Feldbett und Schlafsack statt Wohnheimplatz
Bezahlbare Zimmer für Studierende und Azubis sind rar. Der Wohnungsmarkt ist so angespannt, dass das Studierendenwerk inzwischen von "sozialer Auslese" spricht. Die Regierung will gegensteuern. Was geplant ist.
Es werden Schlafsäle auf dem Campus mit Feldbetten bereitstehen, aber "bringt bitte einen Schlafsack und eine Isomatte mit". So kündigt der Allgemeine Studierendenausschuss (AStA) des Karlsruher Instituts für Technologie eine seiner geplanten Notunterkünfte für Studierende an. Wer bis zum Beginn des kommenden Wintersemesters noch kein Zimmer hat und hier studiert, kann dort übergangsweise schlafen.

§ **Datenzeilen**

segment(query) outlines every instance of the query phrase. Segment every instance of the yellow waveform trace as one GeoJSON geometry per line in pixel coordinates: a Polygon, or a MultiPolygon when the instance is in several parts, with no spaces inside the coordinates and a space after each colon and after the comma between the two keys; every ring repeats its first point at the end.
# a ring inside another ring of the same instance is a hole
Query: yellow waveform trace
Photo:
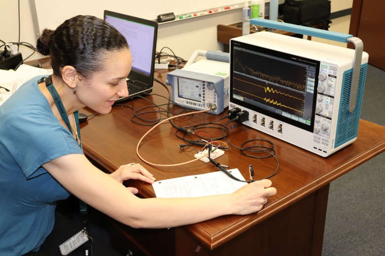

§ **Aufgaben**
a) Zitiere aus dem Text über die Wohnungsnot der Studierenden alles von „Feldbett und Schlafsack“ bis hinunter zu „dort übergangsweise schlafen.“.
b) Schreibe den Text über die Wohnungsnot der Studierenden im Anschluss an seinen letzten Satz weiter.

§ **Lösungen je Aufgabe**
a)
Feldbett und Schlafsack statt Wohnheimplatz
Bezahlbare Zimmer für Studierende und Azubis sind rar. Der Wohnungsmarkt ist so angespannt, dass das Studierendenwerk inzwischen von "sozialer Auslese" spricht. Die Regierung will gegensteuern. Was geplant ist.
Es werden Schlafsäle auf dem Campus mit Feldbetten bereitstehen, aber "bringt bitte einen Schlafsack und eine Isomatte mit". So kündigt der Allgemeine Studierendenausschuss (AStA) des Karlsruher Instituts für Technologie eine seiner geplanten Notunterkünfte für Studierende an. Wer bis zum Beginn des kommenden Wintersemesters noch kein Zimmer hat und hier studiert, kann dort übergangsweise schlafen.

b)
Wie prekär die Lage auf dem Wohnungsmarkt für Studierende ist, zeigen auch die Zahlen des Statistischen Bundesamts. Demnach geben Studierende mit eigener Haushaltsführung durchschnittlich 53 Prozent ihres Einkommens für die Miete aus. In der Gesamtbevölkerung sind es dagegen knapp 25 Prozent.
Studierendenwerk spricht von "sozialer Auslese"
Das Argument "Lehrjahre sind keine Herrenjahre" gelte nicht mehr, sagt Rahel Schüssler, Referentin vom "freien Zusammenschluss von Student*innenschaften" (fzs). "Es geht um die Frage: Kann ich mir ein Studium überhaupt noch leisten?" Zum neuen Semester sind die Kosten für ein WG-Zimmer auf ein Rekordniveau gestiegen. Durchschnittlich zahlen Studierende in Deutschland laut dem Moses Mendelssohn Institut (MMI) nun 505 Euro für ein WG-Zimmer. Die BAföG-Wohnkostenpauschale liegt mit 380 Euro deutlich darunter.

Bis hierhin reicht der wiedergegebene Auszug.